[[ Reading text, beginning ]]

It goes without saying, but sometimes it bears repeating. Our core commitment is to improve human health, and all of our missions in clinical care, education, and research are focused on that goal. I am sure that all of our faculty, staff, and trainees would agree that a significant motivation for their tireless effort and dedication is linked to this shared and foundational goal. But how do we measure our progress toward that goal? What metrics tell us whether we are leading the effort with new ideas or merely following others? One method, though certainly not the only, is to “follow the money.” The Blue Ridge Institute for Medical Research tracks the flow of federal funding dollars to medical schools in the United States. Each year they publish a ranking of the previous federal fiscal year’s award data, broken down by departments. Thus, the most recent report reflects total NIH funding between October 2016 and September 2017. The data reflect total funding to a department or institution and is not normalized, for example, to funding per investigator. Though there are limitations in the data, these annual retrospective results provide a year-over-year snapshot of our performance relative to other institutions.
The current data both for the University of Iowa and for Internal Medicine present a complicated picture. I showed some of this data in last December’s State of the Department address, available for those with a HawkID login. What I said then is that, on the one hand, it is undeniable that in the last few years our position in these rankings has slipped. A number of factors produced this reversal, not least of which was the departure of some well-funded faculty. But as of last year, we have begun to climb out of that dip, though at a pace that has been slower than some of our peers. We have added and retained faculty with robust research portfolios and, more significant, our faculty are submitting more compelling and more successful grant applications than ever before. In just the last six months, compared to the previous period last year, we have seen an 18.5% increase in total funding and a nearly 33% increase in NIH funding with the addition of 16 new NIH grants. I believe that we are poised to continue this trend. We should also strategize together to compete for larger programmatic and consortium grant applications, leveraging inter-departmental and cross-disciplinary collaborations that are responsive to targeted funding requests. Future communications from myself and Dr. Isabella Grumbach will discuss some of these strategies in greater detail. As we continue to think bigger, trusting in our capacity to succeed, I know that we will see an even more rapid rise in our funding status in the coming years.

[[ Reading text, end ]]
[[ Supplied information, beginning ]]

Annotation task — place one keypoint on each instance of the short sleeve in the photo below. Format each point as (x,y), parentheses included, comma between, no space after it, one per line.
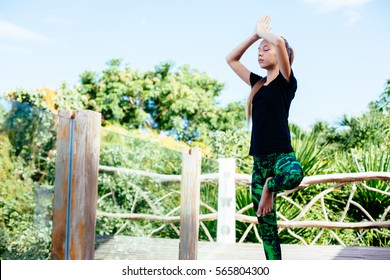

[[ Supplied information, end ]]

*Tasks to complete*:
#1 Answer each question from the funding message:
(a) Which organization tracks the flow of federal funding dollars to medical schools in the United States?
(b) Between which months and years was the NIH funding reflected in the most recent report awarded?
(c) How many new NIH grants were added in the last six months?
#2 Name every mission that the funding message says is focused on the goal of improving human health.
#3 Resume the funding message after its final sentence with one further paragraph in the same formal voice.

*Responses per task*:
#1
(a) The Blue Ridge Institute for Medical Research.
(b) Between October 2016 and September 2017.
(c) 16 new NIH grants.

#2 Clinical care, education, and research.

#3
An important component of a compelling grant application is a robust portfolio of peer-reviewed publications in respected journals. In my last post, I talked about the success one of our cardiology fellows has had in publishing manuscripts with the assistance of our technical editor. This news reminded me to discuss additional ways to promote our scholarship both internally and beyond our walls. Communication of a new publication can take many forms, depending on the impact of the journal or the specific audience who may find the news interesting. Our department has a number of avenues, this space notwithstanding, for calling attention to publications of note, such as our Article of the Week series. For example, this week’s entry featured a publication in the Journal of Clinical Insight from Drs. Ryan Boudreau, Kaikobad Irani, and Barry London, among others. Another publication from Drs. Mo Milhem, Varun Monga, and others, in a special issue of the journal Cancers, featuring interesting results of a clinical trial in the Holden Comprehensive Cancer Center, was posted on our Facebook page. You can always see all the publications, updated every two weeks, that come from our department on our Recent Publications page.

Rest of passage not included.